## START Data for this task
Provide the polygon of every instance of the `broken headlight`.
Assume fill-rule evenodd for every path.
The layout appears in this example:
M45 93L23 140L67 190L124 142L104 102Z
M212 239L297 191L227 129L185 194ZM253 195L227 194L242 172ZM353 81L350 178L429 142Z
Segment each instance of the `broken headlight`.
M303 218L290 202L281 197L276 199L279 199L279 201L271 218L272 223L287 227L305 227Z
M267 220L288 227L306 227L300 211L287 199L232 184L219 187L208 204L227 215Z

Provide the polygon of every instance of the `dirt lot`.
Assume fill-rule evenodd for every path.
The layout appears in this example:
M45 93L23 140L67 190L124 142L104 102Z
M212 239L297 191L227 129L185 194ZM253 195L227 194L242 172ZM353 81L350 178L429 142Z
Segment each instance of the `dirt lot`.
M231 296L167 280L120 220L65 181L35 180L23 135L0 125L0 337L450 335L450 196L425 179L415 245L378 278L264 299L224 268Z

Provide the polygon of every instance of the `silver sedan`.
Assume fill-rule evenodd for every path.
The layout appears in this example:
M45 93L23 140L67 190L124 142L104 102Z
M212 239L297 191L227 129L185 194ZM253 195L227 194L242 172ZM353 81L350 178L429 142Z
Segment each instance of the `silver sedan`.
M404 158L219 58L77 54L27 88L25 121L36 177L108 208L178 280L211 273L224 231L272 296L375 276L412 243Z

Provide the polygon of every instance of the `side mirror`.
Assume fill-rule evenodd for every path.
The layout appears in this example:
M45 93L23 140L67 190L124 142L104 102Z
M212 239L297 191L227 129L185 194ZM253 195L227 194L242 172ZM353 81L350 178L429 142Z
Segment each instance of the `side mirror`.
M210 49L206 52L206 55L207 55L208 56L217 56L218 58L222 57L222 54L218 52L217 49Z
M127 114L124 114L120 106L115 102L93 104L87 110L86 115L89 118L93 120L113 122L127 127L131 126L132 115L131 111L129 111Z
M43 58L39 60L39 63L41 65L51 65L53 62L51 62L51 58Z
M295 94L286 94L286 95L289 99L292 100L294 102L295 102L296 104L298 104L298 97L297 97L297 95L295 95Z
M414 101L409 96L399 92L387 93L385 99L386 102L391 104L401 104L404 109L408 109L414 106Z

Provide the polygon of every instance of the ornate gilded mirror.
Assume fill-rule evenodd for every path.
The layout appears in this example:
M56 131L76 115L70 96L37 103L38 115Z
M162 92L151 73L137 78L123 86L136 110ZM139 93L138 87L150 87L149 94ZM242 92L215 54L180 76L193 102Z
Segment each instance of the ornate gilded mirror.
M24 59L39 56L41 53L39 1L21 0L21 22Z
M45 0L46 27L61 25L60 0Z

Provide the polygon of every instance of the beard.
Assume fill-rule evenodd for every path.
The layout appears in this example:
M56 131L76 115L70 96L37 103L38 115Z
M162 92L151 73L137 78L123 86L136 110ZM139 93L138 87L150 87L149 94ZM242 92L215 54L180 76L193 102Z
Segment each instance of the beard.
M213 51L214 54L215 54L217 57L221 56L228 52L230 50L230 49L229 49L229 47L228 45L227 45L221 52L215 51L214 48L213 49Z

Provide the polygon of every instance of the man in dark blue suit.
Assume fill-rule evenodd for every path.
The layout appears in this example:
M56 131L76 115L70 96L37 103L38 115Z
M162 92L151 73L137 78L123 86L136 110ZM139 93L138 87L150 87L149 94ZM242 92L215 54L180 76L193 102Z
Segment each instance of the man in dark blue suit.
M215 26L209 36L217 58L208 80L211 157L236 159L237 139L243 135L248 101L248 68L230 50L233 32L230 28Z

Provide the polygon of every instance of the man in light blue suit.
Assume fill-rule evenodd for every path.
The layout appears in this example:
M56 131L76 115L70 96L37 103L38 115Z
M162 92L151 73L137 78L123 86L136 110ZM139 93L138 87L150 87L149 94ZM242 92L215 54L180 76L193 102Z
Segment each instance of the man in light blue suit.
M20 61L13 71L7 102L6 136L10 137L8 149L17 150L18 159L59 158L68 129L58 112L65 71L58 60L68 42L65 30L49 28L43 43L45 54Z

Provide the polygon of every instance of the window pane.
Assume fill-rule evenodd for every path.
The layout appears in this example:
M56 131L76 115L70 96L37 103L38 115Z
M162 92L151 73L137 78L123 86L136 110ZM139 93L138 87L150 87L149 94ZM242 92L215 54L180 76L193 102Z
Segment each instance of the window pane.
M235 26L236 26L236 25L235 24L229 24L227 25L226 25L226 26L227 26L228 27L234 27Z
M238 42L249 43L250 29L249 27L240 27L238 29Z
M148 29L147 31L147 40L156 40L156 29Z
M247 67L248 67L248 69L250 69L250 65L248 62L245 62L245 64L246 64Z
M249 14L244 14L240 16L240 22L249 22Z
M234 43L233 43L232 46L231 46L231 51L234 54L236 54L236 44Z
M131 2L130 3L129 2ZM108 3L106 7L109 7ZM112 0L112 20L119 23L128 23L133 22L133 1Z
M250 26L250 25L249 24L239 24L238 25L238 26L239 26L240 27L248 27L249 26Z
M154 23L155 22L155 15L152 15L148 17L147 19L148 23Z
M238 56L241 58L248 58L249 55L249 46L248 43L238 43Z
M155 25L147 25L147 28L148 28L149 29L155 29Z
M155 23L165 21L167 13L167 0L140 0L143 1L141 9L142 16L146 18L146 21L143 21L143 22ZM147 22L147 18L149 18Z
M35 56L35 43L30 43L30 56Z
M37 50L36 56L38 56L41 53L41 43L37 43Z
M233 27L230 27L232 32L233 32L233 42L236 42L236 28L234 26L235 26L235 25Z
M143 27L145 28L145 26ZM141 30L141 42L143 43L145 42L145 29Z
## END Data for this task
Copy everything in the material from the line containing "Provide the polygon of every instance of the man in dark" down to the line containing "M20 61L13 71L7", substituting "jacket" for "suit" wherever it occurs and changing nothing else.

Provide the polygon of every instance of the man in dark blue jacket.
Assume fill-rule evenodd for every path.
The layout appears in this example:
M56 131L76 115L70 96L37 103L38 115Z
M162 92L151 73L137 78L123 86L136 110ZM139 93L138 87L150 87L149 94ZM242 92L215 54L180 76L193 102Z
Segment each instance of the man in dark blue jacket.
M215 26L209 36L217 58L208 80L211 157L236 159L237 139L243 135L248 101L248 68L230 50L233 32L230 28Z

Provide the polygon of every instance of the man in light blue jacket.
Assume fill-rule evenodd for every path.
The layout appears in this example:
M56 131L76 115L70 96L37 103L38 115Z
M162 92L151 73L137 78L123 86L136 110ZM139 93L138 87L150 87L149 94ZM242 92L215 54L180 76L193 102Z
Segment each instance of the man in light blue jacket.
M20 61L13 71L7 102L6 136L10 137L8 149L17 150L18 159L59 158L68 129L58 112L65 71L58 60L68 42L65 30L49 28L43 43L45 54Z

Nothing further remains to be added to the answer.